→ AIM OF THE TASK: Select and copy each line of the items below that contains the string "cross" with matching case.

→ MATERIAL FOR THIS EXERCISE:
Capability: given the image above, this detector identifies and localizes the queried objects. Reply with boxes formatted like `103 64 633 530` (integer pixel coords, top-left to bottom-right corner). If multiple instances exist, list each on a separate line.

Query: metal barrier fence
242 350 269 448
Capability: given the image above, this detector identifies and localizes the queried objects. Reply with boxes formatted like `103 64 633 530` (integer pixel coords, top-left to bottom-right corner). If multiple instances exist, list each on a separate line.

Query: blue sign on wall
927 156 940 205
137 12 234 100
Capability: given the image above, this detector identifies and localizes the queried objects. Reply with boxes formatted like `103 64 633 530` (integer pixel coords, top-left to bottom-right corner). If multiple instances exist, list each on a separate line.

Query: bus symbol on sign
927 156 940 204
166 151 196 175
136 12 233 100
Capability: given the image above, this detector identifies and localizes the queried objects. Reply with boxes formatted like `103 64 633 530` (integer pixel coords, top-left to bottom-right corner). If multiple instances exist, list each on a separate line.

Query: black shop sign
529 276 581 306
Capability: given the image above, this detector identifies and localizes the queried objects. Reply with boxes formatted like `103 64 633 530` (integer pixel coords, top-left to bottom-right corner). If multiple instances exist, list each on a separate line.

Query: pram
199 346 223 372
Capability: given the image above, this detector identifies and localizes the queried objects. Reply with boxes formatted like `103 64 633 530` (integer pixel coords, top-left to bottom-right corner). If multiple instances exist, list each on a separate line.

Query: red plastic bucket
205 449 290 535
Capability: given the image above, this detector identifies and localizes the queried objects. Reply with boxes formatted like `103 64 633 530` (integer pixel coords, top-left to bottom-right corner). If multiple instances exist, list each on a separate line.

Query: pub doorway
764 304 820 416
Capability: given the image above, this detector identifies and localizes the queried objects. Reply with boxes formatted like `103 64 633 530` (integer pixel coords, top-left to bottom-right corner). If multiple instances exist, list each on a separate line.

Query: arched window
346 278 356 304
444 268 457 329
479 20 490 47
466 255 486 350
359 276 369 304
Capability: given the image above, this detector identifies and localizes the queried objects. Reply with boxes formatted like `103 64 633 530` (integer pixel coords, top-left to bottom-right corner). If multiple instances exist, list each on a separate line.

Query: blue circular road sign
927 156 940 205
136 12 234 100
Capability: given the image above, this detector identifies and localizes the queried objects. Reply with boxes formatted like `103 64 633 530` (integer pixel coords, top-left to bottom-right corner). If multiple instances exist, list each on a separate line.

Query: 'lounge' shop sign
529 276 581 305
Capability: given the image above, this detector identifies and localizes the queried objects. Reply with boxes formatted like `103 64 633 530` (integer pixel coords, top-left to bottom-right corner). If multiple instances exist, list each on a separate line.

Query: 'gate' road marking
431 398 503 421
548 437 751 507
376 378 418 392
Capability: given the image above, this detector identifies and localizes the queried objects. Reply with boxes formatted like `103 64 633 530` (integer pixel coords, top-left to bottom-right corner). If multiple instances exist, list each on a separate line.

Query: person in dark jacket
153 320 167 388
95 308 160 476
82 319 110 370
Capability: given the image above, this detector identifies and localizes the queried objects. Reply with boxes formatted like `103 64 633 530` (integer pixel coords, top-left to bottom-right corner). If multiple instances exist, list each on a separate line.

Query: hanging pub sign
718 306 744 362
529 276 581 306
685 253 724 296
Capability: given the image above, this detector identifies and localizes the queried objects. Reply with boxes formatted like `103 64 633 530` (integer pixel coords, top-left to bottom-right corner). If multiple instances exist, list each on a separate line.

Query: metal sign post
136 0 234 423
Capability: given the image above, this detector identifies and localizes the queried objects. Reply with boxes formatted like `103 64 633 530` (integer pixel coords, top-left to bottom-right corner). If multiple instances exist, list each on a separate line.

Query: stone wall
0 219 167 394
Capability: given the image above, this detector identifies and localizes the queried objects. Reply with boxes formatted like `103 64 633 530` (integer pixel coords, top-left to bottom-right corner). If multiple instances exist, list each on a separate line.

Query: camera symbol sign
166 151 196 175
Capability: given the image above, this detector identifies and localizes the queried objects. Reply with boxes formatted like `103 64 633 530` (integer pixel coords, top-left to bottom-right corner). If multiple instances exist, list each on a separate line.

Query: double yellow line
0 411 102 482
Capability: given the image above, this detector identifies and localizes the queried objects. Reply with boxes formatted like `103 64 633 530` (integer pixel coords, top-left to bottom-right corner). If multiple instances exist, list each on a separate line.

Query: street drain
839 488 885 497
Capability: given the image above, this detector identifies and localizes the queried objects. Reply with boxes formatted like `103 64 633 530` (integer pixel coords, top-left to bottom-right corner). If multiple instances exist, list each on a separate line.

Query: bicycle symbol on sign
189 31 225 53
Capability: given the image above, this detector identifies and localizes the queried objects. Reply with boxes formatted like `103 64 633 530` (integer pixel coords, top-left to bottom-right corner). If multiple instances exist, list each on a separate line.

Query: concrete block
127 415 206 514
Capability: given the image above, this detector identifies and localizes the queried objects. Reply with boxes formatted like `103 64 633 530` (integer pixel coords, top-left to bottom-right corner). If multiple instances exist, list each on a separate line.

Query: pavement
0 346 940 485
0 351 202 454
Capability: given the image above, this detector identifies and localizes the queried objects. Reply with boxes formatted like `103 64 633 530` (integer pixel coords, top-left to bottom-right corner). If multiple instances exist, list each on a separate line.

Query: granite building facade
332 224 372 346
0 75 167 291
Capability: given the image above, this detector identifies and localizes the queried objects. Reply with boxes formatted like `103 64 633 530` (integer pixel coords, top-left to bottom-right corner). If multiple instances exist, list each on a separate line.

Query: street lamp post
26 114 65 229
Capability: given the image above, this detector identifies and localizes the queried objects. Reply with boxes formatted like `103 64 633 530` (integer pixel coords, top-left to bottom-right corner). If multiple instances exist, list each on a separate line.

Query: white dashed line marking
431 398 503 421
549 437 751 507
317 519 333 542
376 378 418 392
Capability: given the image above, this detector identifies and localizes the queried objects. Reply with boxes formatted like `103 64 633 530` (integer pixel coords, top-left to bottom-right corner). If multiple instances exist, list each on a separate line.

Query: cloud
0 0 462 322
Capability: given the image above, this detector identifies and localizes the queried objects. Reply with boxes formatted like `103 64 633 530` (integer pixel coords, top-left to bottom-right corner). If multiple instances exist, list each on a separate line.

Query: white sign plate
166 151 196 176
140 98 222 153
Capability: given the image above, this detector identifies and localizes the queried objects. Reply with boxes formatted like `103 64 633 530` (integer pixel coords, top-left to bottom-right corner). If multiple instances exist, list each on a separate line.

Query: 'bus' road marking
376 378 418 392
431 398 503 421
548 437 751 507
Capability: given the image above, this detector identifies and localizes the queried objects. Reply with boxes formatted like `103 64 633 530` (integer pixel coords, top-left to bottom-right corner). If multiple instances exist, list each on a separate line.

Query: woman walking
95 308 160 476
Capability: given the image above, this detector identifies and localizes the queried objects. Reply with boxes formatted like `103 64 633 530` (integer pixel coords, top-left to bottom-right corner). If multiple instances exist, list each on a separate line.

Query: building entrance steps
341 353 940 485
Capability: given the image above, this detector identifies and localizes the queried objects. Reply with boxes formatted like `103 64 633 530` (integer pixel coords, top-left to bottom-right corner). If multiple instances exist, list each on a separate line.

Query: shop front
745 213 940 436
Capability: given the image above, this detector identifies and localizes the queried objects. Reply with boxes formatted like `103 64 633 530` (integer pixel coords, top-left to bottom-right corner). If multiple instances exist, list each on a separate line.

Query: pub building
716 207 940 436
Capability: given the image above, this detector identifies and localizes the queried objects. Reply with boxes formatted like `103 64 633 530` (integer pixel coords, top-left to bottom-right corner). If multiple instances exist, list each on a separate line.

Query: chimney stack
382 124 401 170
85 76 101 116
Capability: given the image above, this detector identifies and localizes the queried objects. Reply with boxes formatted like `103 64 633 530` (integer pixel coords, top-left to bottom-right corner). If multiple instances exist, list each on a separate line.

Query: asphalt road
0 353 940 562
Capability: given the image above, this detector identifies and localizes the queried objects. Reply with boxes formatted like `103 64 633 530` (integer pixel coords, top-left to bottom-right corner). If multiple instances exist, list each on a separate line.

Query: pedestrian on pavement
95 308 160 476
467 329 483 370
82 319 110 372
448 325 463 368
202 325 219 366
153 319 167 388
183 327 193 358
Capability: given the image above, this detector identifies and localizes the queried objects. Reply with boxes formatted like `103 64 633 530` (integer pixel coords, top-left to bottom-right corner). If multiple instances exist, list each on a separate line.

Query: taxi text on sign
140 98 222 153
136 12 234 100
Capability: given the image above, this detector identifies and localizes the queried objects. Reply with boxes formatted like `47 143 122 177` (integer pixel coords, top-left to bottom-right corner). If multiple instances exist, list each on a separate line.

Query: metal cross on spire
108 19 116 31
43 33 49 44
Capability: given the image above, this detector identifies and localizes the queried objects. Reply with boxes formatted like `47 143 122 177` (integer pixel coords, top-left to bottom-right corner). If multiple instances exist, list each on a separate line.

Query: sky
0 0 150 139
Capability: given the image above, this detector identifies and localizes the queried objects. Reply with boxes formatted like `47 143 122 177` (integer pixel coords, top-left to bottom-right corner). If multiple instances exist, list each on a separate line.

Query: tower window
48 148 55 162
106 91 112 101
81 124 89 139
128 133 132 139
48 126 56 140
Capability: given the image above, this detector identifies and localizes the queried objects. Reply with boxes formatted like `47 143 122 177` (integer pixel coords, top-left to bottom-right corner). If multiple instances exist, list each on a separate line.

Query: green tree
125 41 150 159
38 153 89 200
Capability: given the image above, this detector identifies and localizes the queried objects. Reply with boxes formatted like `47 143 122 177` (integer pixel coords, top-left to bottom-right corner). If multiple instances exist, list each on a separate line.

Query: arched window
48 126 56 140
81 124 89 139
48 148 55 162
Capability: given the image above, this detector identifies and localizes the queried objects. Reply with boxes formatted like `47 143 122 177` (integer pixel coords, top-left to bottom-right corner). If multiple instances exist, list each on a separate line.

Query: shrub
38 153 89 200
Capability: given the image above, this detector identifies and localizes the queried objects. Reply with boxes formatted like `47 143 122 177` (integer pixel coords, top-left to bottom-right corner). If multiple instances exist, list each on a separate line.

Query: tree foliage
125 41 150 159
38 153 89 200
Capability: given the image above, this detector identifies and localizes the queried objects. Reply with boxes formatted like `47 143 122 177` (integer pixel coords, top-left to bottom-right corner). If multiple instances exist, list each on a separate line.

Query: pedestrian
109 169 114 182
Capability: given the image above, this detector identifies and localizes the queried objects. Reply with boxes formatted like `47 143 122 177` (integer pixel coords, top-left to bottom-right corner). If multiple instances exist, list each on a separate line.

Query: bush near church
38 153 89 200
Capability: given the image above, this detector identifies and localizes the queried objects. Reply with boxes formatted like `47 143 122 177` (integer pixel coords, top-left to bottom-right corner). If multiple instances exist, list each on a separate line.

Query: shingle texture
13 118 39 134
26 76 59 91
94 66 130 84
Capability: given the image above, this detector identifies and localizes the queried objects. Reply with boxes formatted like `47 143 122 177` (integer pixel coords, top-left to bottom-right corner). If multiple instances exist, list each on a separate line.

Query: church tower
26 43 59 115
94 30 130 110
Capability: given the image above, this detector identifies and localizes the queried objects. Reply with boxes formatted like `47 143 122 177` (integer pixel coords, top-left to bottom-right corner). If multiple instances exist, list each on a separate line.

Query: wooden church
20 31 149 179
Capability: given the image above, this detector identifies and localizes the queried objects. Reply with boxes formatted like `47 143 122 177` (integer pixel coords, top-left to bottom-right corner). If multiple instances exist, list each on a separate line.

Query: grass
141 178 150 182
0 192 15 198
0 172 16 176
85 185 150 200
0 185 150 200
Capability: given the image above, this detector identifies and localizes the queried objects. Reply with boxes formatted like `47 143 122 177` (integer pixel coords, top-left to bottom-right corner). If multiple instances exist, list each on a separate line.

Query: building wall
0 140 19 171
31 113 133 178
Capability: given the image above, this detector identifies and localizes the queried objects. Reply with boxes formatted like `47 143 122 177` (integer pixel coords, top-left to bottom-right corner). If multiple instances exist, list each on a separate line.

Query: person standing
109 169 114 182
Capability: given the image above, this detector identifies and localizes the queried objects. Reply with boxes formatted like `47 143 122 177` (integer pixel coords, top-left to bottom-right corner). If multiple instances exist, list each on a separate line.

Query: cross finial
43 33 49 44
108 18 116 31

→ ANSWER TO THIS TASK:
Query: metal cross on spire
Query: cross finial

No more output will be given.